The task calls for the count of lines containing "military" in these records, given as a number with no other words.

- _RECORD EXTRACTS_:
□ □ □
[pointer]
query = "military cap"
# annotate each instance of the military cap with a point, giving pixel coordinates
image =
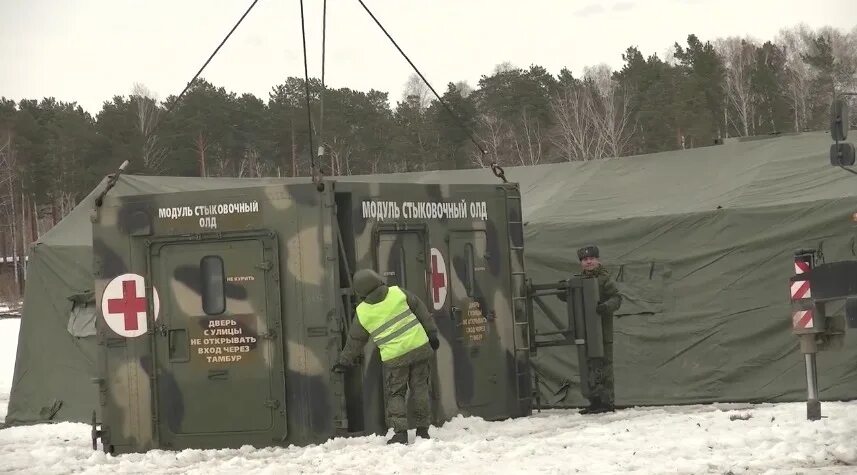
(587, 251)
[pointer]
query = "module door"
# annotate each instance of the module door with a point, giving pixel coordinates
(218, 343)
(401, 260)
(472, 312)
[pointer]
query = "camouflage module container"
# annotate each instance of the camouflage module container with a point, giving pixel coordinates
(222, 311)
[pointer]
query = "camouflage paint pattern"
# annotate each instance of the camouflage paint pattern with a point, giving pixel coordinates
(254, 305)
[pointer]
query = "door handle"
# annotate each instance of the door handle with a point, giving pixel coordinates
(177, 344)
(454, 312)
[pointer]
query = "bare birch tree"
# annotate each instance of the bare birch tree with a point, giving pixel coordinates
(611, 112)
(529, 145)
(415, 88)
(798, 73)
(738, 58)
(148, 114)
(493, 134)
(576, 135)
(8, 178)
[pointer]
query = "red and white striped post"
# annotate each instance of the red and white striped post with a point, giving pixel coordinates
(804, 314)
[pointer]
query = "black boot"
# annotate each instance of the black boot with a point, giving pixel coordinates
(597, 409)
(399, 438)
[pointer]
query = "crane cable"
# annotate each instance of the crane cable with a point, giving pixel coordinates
(178, 98)
(316, 176)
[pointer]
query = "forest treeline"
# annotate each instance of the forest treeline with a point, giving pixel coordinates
(52, 152)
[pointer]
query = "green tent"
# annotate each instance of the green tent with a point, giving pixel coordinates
(700, 242)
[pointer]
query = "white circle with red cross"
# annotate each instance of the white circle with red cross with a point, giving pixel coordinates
(123, 305)
(438, 278)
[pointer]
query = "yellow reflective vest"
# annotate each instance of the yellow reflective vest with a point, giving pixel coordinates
(392, 325)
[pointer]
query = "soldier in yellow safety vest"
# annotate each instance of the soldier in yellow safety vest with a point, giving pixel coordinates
(400, 325)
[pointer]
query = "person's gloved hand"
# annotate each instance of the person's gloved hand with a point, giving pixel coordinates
(339, 368)
(434, 342)
(562, 295)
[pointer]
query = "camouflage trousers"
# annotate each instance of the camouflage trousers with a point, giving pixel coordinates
(601, 385)
(600, 377)
(416, 377)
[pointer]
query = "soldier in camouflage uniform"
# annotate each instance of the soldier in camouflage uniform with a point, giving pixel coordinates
(601, 387)
(402, 328)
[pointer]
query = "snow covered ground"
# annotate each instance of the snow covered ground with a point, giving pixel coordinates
(723, 439)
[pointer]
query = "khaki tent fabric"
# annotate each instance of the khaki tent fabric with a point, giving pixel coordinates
(700, 242)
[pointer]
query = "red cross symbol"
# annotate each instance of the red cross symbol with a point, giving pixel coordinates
(129, 305)
(437, 279)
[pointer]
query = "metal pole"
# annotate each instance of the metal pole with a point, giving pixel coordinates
(813, 405)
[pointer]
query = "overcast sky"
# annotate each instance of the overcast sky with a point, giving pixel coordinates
(90, 50)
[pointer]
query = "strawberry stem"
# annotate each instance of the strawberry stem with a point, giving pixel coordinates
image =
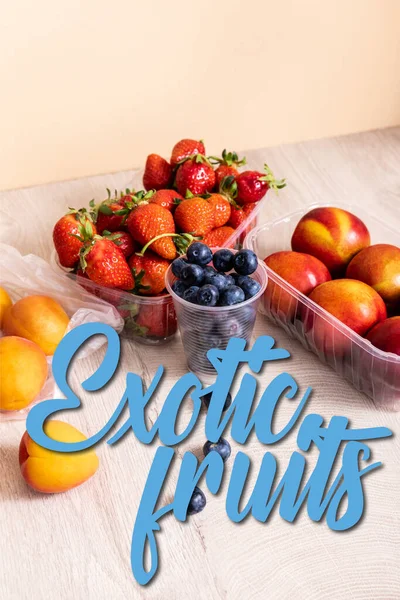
(183, 241)
(274, 184)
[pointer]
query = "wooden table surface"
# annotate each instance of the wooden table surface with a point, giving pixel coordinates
(77, 545)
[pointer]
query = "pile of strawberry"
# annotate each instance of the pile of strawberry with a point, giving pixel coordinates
(128, 241)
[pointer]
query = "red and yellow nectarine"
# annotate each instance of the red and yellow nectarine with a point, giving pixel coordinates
(332, 235)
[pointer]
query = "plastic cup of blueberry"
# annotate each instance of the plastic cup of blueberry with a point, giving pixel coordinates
(216, 295)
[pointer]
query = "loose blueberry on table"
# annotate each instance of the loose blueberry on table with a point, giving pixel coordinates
(206, 285)
(197, 502)
(222, 447)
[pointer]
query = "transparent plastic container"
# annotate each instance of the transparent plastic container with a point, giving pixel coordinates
(206, 327)
(147, 319)
(370, 370)
(151, 319)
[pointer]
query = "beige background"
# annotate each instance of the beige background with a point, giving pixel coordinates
(93, 86)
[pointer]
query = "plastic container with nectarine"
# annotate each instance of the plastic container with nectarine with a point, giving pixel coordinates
(321, 286)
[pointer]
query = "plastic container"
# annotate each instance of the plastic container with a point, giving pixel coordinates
(147, 320)
(206, 327)
(370, 370)
(151, 319)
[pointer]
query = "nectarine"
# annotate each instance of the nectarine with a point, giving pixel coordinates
(379, 267)
(386, 335)
(302, 271)
(332, 235)
(354, 303)
(23, 372)
(39, 319)
(51, 472)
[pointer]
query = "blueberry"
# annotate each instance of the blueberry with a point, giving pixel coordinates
□ □ □
- _ANSWER BOX_: 2